YOUR OBJECTIVE: Every entry must be printed again exactly, with nothing left out.

─── DATA FOR THIS TASK ───

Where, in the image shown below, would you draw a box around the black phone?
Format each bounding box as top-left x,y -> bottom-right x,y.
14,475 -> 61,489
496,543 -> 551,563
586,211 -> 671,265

───

FINISHED EXERCISE:
Where, in the image shown below, would you draw a box around the black phone?
Format each bounding box as top-left x,y -> bottom-right x,y.
14,475 -> 61,489
496,543 -> 551,563
586,211 -> 671,265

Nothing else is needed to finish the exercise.